◆ Your instructions ◆
Convert the entire listing below into a numbered list with one line per item, skipping blank lines and leaving out the pictures.

[Records from a data collection]
|---|
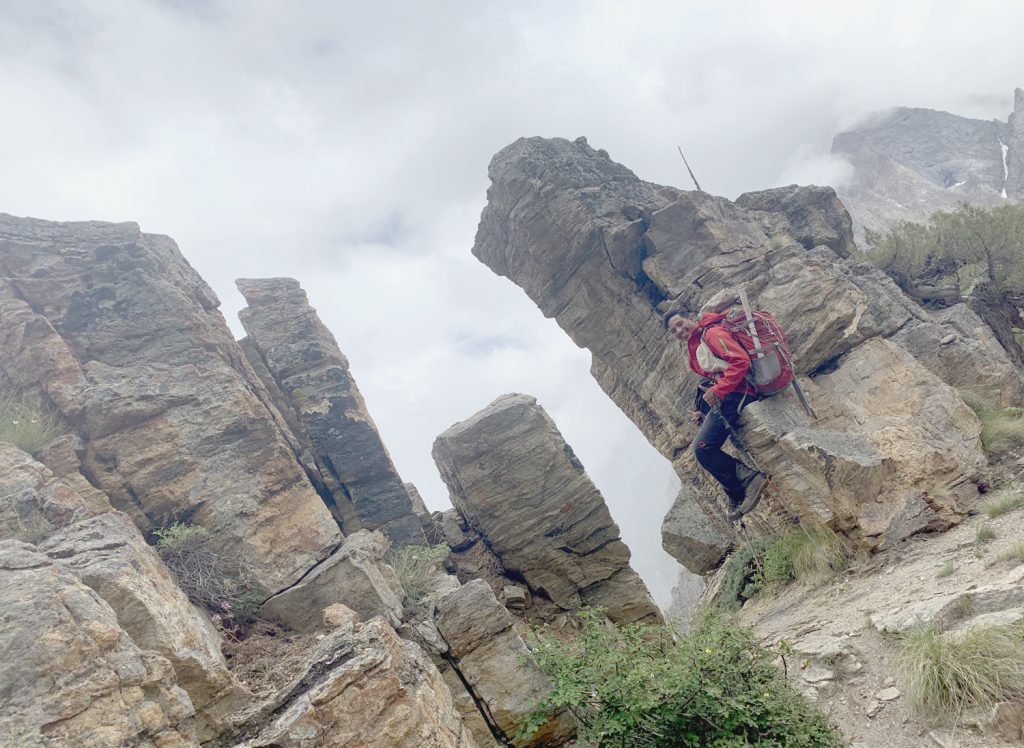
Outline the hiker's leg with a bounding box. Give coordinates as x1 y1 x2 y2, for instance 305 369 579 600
693 410 743 499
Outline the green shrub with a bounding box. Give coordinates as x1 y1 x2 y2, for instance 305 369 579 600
961 390 1024 454
386 543 451 606
896 626 1024 720
520 611 844 748
154 523 266 633
0 396 63 455
981 489 1024 520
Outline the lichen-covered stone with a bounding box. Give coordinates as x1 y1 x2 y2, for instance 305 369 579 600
433 394 660 623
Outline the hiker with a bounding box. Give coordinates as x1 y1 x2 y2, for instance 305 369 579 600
662 308 765 522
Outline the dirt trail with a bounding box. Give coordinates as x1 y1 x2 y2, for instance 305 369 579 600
739 502 1024 748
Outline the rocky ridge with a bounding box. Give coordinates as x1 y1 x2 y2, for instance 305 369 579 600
473 138 1020 573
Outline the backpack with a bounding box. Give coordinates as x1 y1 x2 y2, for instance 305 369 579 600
718 307 793 397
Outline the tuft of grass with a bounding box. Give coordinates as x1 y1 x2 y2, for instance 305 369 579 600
896 626 1024 721
1001 540 1024 564
0 396 63 455
385 543 452 606
981 489 1024 520
961 389 1024 454
974 525 995 545
935 562 956 579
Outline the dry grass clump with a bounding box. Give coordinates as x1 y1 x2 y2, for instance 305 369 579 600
0 394 63 455
223 621 316 699
981 489 1024 520
896 625 1024 721
961 390 1024 454
385 543 452 606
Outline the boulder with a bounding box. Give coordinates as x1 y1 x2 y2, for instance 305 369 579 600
434 579 575 746
261 530 404 631
0 540 199 748
234 618 476 748
0 442 113 543
433 394 660 623
736 184 857 257
236 278 426 545
473 138 995 553
39 511 251 741
0 215 340 589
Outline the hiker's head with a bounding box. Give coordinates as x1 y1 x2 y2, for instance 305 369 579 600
662 308 697 342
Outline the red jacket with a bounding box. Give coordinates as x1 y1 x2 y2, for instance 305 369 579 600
686 311 754 400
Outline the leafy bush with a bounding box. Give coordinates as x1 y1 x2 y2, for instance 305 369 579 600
896 626 1024 720
520 611 843 748
154 523 266 633
0 396 63 455
981 489 1024 520
961 390 1024 454
386 543 451 606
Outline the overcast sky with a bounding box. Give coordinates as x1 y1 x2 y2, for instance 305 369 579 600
0 0 1024 602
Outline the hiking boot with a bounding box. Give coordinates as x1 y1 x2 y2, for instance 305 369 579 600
730 472 767 516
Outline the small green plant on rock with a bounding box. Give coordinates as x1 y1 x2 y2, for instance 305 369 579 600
520 611 844 748
896 626 1024 721
0 394 63 455
386 543 451 606
981 489 1024 520
154 523 266 634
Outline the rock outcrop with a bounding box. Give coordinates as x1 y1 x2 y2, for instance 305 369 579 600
0 215 340 590
262 530 404 631
434 580 575 747
433 394 660 623
40 511 251 741
473 138 999 573
232 618 476 748
0 540 199 748
831 88 1024 238
236 278 425 545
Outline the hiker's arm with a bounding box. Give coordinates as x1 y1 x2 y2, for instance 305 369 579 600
705 328 751 400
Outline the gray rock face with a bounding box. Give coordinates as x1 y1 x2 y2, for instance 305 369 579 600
0 540 199 748
434 579 575 746
234 619 477 748
831 94 1024 236
736 184 857 257
40 511 251 741
236 278 425 545
0 442 113 543
261 530 404 631
433 394 660 622
0 215 340 589
475 138 995 573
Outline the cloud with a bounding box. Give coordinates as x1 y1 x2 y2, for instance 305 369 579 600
0 0 1024 600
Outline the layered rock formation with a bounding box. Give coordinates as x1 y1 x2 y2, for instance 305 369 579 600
433 394 660 623
0 540 199 748
473 138 1007 573
0 215 340 590
228 618 476 748
831 88 1024 234
236 278 425 545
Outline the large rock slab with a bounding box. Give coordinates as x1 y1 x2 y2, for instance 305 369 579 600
40 511 251 741
433 394 660 623
473 138 995 553
236 278 426 545
236 618 476 748
0 215 340 589
434 579 575 746
0 540 199 748
0 442 113 543
261 530 404 631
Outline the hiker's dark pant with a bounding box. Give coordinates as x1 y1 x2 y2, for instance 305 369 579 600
693 391 755 503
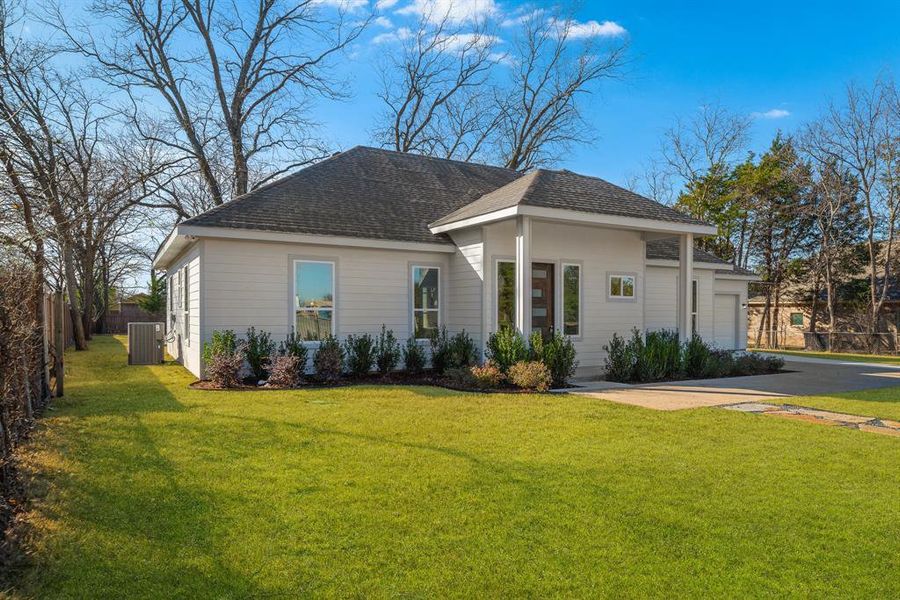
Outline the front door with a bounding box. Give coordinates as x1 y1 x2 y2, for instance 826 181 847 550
531 263 555 337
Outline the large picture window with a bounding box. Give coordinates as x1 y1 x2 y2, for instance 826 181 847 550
294 260 334 341
562 265 581 336
497 260 516 330
412 267 441 340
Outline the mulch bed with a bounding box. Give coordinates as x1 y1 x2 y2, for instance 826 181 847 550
190 373 564 394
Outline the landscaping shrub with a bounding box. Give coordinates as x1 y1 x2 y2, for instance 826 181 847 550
244 327 275 381
603 333 634 382
375 325 400 375
531 331 578 387
445 367 478 390
684 335 712 379
429 327 451 375
267 354 301 388
403 337 426 375
205 345 244 388
507 360 552 392
344 333 375 376
447 329 478 368
485 326 528 373
278 331 309 364
203 329 237 363
313 335 344 383
469 361 503 390
635 331 681 381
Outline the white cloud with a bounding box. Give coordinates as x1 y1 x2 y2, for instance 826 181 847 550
750 108 791 119
559 20 628 40
397 0 500 23
372 27 412 44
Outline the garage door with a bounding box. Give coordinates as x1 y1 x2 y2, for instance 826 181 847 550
713 294 737 350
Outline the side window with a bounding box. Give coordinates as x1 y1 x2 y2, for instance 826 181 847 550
294 260 334 341
608 275 634 298
412 267 441 339
562 264 581 336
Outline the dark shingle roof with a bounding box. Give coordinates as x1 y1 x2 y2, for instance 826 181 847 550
432 169 705 226
184 146 520 243
647 238 731 265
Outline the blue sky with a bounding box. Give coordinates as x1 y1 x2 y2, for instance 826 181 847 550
319 0 900 184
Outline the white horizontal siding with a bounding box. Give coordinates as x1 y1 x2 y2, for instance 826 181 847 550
204 240 448 342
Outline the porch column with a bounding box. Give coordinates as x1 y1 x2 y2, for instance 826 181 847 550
677 233 694 342
516 215 531 340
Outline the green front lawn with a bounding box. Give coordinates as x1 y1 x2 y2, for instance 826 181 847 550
754 349 900 365
19 338 900 598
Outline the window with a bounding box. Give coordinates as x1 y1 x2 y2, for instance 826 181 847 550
497 260 516 329
562 264 581 335
181 265 191 346
609 275 634 298
294 260 334 341
412 267 441 340
691 279 697 335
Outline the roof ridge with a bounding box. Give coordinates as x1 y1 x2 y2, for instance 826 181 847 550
356 144 521 175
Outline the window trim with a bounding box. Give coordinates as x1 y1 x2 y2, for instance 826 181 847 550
288 256 338 347
491 256 519 332
557 260 584 340
606 271 638 302
408 263 444 342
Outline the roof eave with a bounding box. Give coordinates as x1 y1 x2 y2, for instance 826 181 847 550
429 204 717 236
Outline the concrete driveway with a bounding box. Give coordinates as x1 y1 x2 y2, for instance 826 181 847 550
568 357 900 410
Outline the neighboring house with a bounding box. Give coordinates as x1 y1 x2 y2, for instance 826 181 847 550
154 147 755 375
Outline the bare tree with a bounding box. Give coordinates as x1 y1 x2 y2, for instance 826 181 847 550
496 10 627 171
815 79 900 345
51 0 371 206
374 6 497 160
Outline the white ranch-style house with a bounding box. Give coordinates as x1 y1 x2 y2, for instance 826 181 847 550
154 147 755 376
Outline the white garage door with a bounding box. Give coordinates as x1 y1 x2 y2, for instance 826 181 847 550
713 294 737 350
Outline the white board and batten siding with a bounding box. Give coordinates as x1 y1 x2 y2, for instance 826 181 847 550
166 241 205 377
|---|
◆ Correct answer ◆
1. Outline the hiker's leg with a bounding box. Give coordinates as x1 y1 x2 y2, for instance 305 369 579 600
2. 693 410 743 499
3. Outline the green shrub with a bounding box. Give coordinates as x1 y1 x2 y2, for instance 305 369 579 600
4. 961 390 1024 454
5. 386 543 451 606
6. 896 626 1024 720
7. 520 611 844 748
8. 154 523 266 633
9. 0 396 63 455
10. 981 489 1024 520
11. Outline the lichen-covered stone with a bounding box. Give coordinates as x1 y1 x2 y2, for instance 305 369 579 600
12. 433 394 660 623
13. Outline the hiker with a bounding box. Give coordinates as x1 y1 x2 y2, for instance 305 369 579 600
14. 662 308 765 522
15. Outline the dirt trail with a bounding box. Give coordinates as x1 y1 x2 y2, for instance 305 369 579 600
16. 739 502 1024 748
17. Outline the rocky ridge with a bounding box. Give coordinates as x1 y1 x2 y2, for instance 305 369 579 600
18. 473 138 1020 573
19. Outline the backpack with a bounding box. Give coordinates as x1 y1 x2 y2, for instance 305 369 579 600
20. 718 307 793 397
21. Outline the tuft of grass with a bounding box. Give coordinates as x1 y1 x2 y2, for instance 305 369 579 600
22. 896 626 1024 721
23. 1001 540 1024 564
24. 0 396 63 455
25. 385 543 452 606
26. 981 489 1024 520
27. 961 389 1024 454
28. 974 525 995 545
29. 935 562 956 579
30. Outline the dry grass clump with a bounding box. Give coordinates as x1 y1 x2 y2, for instance 305 369 579 600
31. 0 394 63 455
32. 223 621 316 699
33. 981 489 1024 520
34. 896 625 1024 721
35. 961 390 1024 454
36. 385 543 452 606
37. Outline the boulder with a bounding box. Give coordinates as x1 y1 x2 y2, for instance 305 369 579 600
38. 434 579 575 746
39. 261 530 404 631
40. 0 540 199 748
41. 234 618 476 748
42. 0 442 113 543
43. 433 394 660 623
44. 736 184 857 257
45. 236 278 426 545
46. 473 138 995 553
47. 39 511 251 741
48. 0 215 340 589
49. Outline the hiker's head with a bounding box. Give coordinates as x1 y1 x2 y2, for instance 305 369 579 600
50. 662 308 697 342
51. Outline the red jacket with a bounding box. Give coordinates as x1 y1 x2 y2, for instance 305 369 579 600
52. 686 311 754 400
53. Outline the leafy bush with a bounding box. Give coordinates as x1 y1 x2 y2, for instance 305 369 579 600
54. 896 626 1024 720
55. 520 611 843 748
56. 154 523 266 633
57. 0 396 63 455
58. 981 489 1024 520
59. 961 390 1024 454
60. 386 543 451 606
61. Outline the overcast sky with a bounding box. Give coordinates as x1 y1 x2 y2, for instance 305 369 579 600
62. 0 0 1024 602
63. Outline the hiking boot with a bounding box. Give coordinates as x1 y1 x2 y2, for instance 305 369 579 600
64. 730 472 767 516
65. Outline the small green plant on rock with a bounding box. Give coordinates as x1 y1 x2 y2, for instance 305 369 579 600
66. 520 611 844 748
67. 896 626 1024 721
68. 0 394 63 455
69. 386 543 451 606
70. 981 489 1024 520
71. 154 523 266 634
72. Outline the rock outcrop with a bounding box. Give coordinates as x1 y1 x2 y2, for instance 305 369 579 600
73. 0 215 340 590
74. 262 530 404 631
75. 434 580 575 747
76. 433 394 660 623
77. 40 511 251 741
78. 473 138 999 573
79. 232 618 476 748
80. 0 540 199 748
81. 831 88 1024 238
82. 236 278 425 545
83. Outline the hiker's arm with a bounding box. Give coordinates as x1 y1 x2 y2, for instance 305 369 579 600
84. 705 328 751 400
85. Outline the gray rock face with a bounding box. Give coordinates as x1 y1 x2 y2, for instance 305 369 579 600
86. 0 540 199 748
87. 434 579 575 746
88. 234 619 477 748
89. 831 94 1024 236
90. 736 184 857 257
91. 40 511 251 741
92. 236 278 425 545
93. 0 442 113 543
94. 261 530 404 631
95. 433 394 660 622
96. 0 215 340 589
97. 475 138 995 573
98. Outline the cloud with a bounding box. Give coordinates as x1 y1 x2 y2, for instance 305 369 579 600
99. 0 0 1024 600
100. Outline the layered rock formation with a bounding box. Give coordinates as x1 y1 x2 y2, for instance 305 369 579 600
101. 433 394 660 623
102. 0 540 199 748
103. 473 138 1007 573
104. 0 215 340 590
105. 228 618 476 748
106. 831 88 1024 234
107. 236 278 425 545
108. Outline the large rock slab with a bounding box. Give coordinates as x1 y1 x2 y2, for instance 305 369 579 600
109. 40 511 251 741
110. 433 394 660 623
111. 473 138 995 553
112. 236 278 426 545
113. 236 618 476 748
114. 0 215 340 589
115. 434 579 575 746
116. 0 540 199 748
117. 0 442 113 543
118. 261 530 404 631
119. Outline the hiker's dark pant with a bounding box. Give coordinates as x1 y1 x2 y2, for instance 305 369 579 600
120. 693 391 755 503
121. Outline the front door with a bounding box. Give coordinates as x1 y1 x2 y2, for instance 826 181 847 550
122. 531 263 555 337
123. Outline the large picture window with a bounding box. Give coordinates as x1 y1 x2 y2, for instance 826 181 847 550
124. 294 260 334 341
125. 562 265 581 336
126. 497 260 516 330
127. 412 267 441 340
128. Outline the mulch bed with a bounding box. Give coordinates as x1 y1 x2 y2, for instance 826 181 847 550
129. 190 373 564 394
130. Outline the landscaping shrub with a bounding box. Give coordinates as x1 y1 x2 y2, for instance 826 181 847 550
131. 244 327 275 381
132. 603 333 634 382
133. 375 325 400 375
134. 531 331 578 387
135. 445 367 478 390
136. 684 335 712 379
137. 429 327 451 375
138. 267 354 301 388
139. 403 337 426 375
140. 205 345 244 388
141. 507 360 552 392
142. 344 333 375 376
143. 447 329 478 368
144. 485 326 528 373
145. 278 331 309 364
146. 203 329 237 363
147. 313 335 344 383
148. 469 361 503 390
149. 635 331 681 381
150. Outline the white cloud with a bounding box. Give coordinates as x1 y1 x2 y2, for instance 826 181 847 550
151. 750 108 791 119
152. 559 20 628 40
153. 397 0 500 23
154. 372 27 412 44
155. Outline the garage door with a bounding box. Give coordinates as x1 y1 x2 y2, for instance 826 181 847 550
156. 713 294 737 350
157. Outline the side window with a bounding box. Give coordinates as x1 y1 x2 y2, for instance 826 181 847 550
158. 294 260 334 341
159. 608 275 634 298
160. 412 267 441 339
161. 562 264 581 336
162. Outline the dark shingle roof with a bounding box. Give coordinates as x1 y1 x2 y2, for instance 826 181 847 550
163. 432 169 705 226
164. 184 146 520 243
165. 647 238 731 265
166. Outline the blue sky with a bounding box. Give coordinates as x1 y1 x2 y2, for instance 826 181 847 550
167. 319 0 900 184
168. Outline the white horizontal siding with a bounding box. Give coordinates as x1 y1 x2 y2, for instance 826 181 847 550
169. 204 240 448 342
170. Outline the porch column with a bounding box. Give coordinates as x1 y1 x2 y2, for instance 826 181 847 550
171. 677 233 694 342
172. 516 215 531 340
173. Outline the green front lawn with a bounding box. Give coordinates as x1 y1 x2 y2, for instance 826 181 847 550
174. 754 349 900 365
175. 19 338 900 598
176. Outline the window with a bounding box. Give coordinates as x1 y1 x2 y2, for instance 826 181 847 550
177. 497 260 516 329
178. 562 264 581 335
179. 181 265 191 346
180. 609 275 634 298
181. 294 260 334 341
182. 412 267 441 340
183. 691 279 697 335
184. Outline the roof ridge with a bounding box. Give coordinates as x1 y1 x2 y2, for instance 826 181 847 550
185. 356 144 521 175
186. Outline the window trim with a bounding box. Give coordinates as x1 y1 x2 y2, for instance 826 181 847 550
187. 288 256 338 347
188. 491 256 519 332
189. 557 260 584 340
190. 606 271 638 302
191. 408 263 444 342
192. Outline the roof eave with a bounding box. Give coordinates as x1 y1 x2 y2, for instance 826 181 847 550
193. 429 204 717 236
194. Outline the concrete driveway with a bounding box. Give coordinates as x1 y1 x2 y2, for instance 826 181 847 550
195. 568 357 900 410
196. Outline the neighboring house with a bounding box. Give coordinates as x1 y1 x2 y2, for instance 826 181 847 550
197. 154 147 755 375
198. Outline the bare tree with a bounding box. Give coordinates as x1 y1 x2 y2, for instance 826 181 847 550
199. 496 10 627 171
200. 815 79 900 345
201. 51 0 371 206
202. 374 6 497 160
203. Outline the white ranch-style house with a bounding box. Give coordinates as x1 y1 x2 y2, for instance 826 181 847 550
204. 154 147 755 376
205. Outline the white garage door with a bounding box. Give coordinates as x1 y1 x2 y2, for instance 826 181 847 550
206. 713 294 737 350
207. Outline the white board and batten siding with a bounding box. Give coordinates as x1 y1 x2 y2, for instance 826 181 847 550
208. 166 241 205 377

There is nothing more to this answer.